--- Work required ---
Copy out the full listing below, requests included, and rescale every point coordinate in the answers by a factor of 2.5, rounding each result to a whole number with halves going up. Leave the requests themselves unchanged.

(Object location annotation data)
-------

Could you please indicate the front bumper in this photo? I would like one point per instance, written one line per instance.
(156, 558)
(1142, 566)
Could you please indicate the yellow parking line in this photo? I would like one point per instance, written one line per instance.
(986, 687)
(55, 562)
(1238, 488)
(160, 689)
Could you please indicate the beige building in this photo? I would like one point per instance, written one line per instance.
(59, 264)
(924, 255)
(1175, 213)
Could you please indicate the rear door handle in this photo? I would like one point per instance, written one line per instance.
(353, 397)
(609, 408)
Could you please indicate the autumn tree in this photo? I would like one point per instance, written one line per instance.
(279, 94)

-------

--- Completed exercise ---
Could you please indicate the front bumper in this photo? I would like one point per instance, written one line per instance.
(390, 1395)
(2855, 1415)
Could you please indicate the yellow parking line in this photo? I would like one point per instance, written one line per instance.
(2465, 1718)
(138, 1405)
(3095, 1220)
(400, 1723)
Could you please indicate the beige building in this photo? I would like one point per instance, written one line per instance.
(148, 660)
(2310, 638)
(2938, 533)
Could you please indicate the rear door handle in this photo? I would like one point per instance, written one line per instance.
(883, 993)
(1523, 1020)
Could you please indicate the autumn tree in this photo? I would like one point per instance, written one line per instance.
(698, 235)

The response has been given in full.